• Exercise details: Begin at the line containing "Locate the rodent's hind" in the data below and go on through the line containing "Locate the rock", repeating each line exactly; include both ends and no other line.

Phrase grounding data:
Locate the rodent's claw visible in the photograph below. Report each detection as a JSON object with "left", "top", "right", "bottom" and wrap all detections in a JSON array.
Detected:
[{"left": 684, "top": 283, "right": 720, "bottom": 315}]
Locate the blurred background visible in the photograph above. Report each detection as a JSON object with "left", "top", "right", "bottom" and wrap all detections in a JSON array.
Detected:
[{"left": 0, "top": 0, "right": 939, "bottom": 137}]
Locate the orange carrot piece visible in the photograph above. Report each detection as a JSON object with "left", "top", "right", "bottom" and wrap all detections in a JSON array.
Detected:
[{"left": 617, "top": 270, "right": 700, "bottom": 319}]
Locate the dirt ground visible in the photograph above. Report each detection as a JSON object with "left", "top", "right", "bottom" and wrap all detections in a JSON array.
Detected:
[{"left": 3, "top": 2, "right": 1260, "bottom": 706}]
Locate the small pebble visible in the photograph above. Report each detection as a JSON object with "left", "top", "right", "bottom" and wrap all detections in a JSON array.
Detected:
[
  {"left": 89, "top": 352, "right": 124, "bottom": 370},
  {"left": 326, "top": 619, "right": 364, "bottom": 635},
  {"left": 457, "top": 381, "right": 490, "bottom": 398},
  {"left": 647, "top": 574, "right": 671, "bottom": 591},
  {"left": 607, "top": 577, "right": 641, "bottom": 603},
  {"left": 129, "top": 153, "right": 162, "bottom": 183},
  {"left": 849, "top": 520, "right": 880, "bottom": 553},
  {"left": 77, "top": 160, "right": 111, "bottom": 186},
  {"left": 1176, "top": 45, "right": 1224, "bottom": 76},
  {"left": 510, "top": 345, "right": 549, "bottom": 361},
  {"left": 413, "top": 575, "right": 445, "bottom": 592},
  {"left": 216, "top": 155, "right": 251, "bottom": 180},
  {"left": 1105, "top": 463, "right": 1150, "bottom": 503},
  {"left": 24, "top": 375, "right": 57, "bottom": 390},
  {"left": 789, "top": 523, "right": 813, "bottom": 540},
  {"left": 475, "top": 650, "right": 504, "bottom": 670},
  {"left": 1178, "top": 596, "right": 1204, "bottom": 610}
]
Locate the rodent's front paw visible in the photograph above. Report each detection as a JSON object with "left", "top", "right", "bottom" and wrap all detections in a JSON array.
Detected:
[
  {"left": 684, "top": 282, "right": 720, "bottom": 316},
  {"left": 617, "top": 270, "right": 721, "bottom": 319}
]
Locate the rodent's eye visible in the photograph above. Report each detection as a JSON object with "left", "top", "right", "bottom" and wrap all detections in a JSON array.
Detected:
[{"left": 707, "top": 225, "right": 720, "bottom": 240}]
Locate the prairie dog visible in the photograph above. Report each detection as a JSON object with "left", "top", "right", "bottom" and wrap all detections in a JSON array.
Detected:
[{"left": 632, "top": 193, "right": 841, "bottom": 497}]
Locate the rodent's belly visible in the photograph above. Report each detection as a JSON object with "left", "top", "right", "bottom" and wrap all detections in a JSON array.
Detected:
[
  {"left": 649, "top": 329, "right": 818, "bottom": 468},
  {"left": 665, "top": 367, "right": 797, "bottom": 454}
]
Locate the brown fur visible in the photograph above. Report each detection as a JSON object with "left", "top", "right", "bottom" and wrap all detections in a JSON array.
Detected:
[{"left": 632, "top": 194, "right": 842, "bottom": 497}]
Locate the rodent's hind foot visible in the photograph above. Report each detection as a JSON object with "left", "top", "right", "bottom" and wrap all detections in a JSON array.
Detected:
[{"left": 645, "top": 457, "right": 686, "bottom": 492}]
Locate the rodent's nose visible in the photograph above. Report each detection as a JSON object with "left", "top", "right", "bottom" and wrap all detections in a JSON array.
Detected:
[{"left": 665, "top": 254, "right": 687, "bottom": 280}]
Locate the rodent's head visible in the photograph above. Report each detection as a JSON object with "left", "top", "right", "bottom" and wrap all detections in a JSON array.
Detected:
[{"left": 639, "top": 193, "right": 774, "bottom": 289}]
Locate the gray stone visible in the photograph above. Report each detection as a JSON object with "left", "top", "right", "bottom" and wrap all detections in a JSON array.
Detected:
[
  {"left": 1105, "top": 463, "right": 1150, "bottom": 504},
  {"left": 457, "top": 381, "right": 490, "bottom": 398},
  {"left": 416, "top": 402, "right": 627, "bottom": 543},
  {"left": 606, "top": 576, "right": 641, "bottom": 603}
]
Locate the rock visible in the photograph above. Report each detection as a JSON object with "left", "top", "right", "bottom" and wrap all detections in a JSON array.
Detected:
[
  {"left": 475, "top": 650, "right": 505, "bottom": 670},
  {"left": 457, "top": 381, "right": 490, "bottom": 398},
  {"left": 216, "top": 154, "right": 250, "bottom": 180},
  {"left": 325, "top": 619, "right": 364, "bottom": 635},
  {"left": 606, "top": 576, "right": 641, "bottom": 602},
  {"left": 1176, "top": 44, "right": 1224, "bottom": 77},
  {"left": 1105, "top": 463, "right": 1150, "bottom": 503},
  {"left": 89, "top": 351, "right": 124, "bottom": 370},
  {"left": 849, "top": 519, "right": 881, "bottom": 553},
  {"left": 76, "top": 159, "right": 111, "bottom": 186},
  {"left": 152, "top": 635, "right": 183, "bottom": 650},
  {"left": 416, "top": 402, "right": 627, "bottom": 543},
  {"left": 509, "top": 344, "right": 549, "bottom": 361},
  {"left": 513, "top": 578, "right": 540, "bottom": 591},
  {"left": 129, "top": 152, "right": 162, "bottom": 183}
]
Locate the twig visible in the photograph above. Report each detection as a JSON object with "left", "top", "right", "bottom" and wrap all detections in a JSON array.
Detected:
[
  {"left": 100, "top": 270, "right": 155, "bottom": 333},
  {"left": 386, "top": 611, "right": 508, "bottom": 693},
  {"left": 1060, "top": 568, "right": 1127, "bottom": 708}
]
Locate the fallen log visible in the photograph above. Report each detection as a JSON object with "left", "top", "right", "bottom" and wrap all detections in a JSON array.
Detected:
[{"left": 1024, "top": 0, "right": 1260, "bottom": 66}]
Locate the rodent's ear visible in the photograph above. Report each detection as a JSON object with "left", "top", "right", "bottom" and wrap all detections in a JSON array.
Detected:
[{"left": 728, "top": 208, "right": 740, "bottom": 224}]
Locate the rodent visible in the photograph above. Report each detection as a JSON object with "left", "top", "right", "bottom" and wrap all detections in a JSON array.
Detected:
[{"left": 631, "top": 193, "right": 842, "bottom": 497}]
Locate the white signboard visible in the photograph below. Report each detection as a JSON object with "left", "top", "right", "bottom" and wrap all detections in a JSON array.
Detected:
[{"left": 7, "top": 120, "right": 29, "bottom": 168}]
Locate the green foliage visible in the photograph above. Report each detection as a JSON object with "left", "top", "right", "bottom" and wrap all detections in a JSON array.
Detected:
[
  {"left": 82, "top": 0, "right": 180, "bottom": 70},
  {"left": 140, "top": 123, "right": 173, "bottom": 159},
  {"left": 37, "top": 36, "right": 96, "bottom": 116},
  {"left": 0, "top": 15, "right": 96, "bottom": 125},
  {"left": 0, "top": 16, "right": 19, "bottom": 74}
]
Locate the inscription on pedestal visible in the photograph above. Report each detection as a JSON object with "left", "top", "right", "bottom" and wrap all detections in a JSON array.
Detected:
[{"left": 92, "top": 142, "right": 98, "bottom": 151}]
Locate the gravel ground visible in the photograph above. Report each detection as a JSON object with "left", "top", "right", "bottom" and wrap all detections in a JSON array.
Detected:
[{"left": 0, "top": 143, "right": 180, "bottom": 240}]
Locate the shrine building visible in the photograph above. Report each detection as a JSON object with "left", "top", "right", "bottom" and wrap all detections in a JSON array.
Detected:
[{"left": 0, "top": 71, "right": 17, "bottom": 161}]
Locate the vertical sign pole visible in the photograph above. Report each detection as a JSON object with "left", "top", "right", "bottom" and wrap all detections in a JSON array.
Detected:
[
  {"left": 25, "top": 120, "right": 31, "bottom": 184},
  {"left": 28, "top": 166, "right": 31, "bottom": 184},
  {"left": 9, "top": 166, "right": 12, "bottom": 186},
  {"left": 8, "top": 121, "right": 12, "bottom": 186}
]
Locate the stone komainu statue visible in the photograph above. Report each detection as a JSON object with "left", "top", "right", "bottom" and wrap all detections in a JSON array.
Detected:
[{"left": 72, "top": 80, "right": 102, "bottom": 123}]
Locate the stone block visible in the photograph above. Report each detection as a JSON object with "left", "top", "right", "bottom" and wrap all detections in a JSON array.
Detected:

• Reply to the exercise:
Locate the rodent's hind foot visible in the photograph above. Report each detection as a JSON object with "left", "top", "right", "bottom" and wrap all detections in a JSON array.
Detected:
[{"left": 645, "top": 457, "right": 686, "bottom": 492}]
Locate the rodent's nose visible in the photograph above. Report each detection as a JSON object with "left", "top", "right", "bottom" and wrap all detections in a JSON array.
Detected:
[{"left": 665, "top": 254, "right": 687, "bottom": 280}]
Locate the rodent's head visible in the photograph above. Report each detection as a JSON object with "left", "top", "right", "bottom" and wrap all detections in a JSON array.
Detected:
[{"left": 639, "top": 193, "right": 774, "bottom": 289}]
Locate the gray stone visible in the photograph above. Report each detection as a JSON object with "left", "top", "right", "bottom" and wrap all detections in a JSON array.
Detected:
[
  {"left": 1105, "top": 463, "right": 1150, "bottom": 504},
  {"left": 457, "top": 381, "right": 490, "bottom": 398},
  {"left": 416, "top": 402, "right": 627, "bottom": 543},
  {"left": 606, "top": 576, "right": 641, "bottom": 603}
]
Locate the rock visible in the photograph above. Report each detection as a JSON object with "left", "top", "right", "bottom" and wrap all detections in a JSON array.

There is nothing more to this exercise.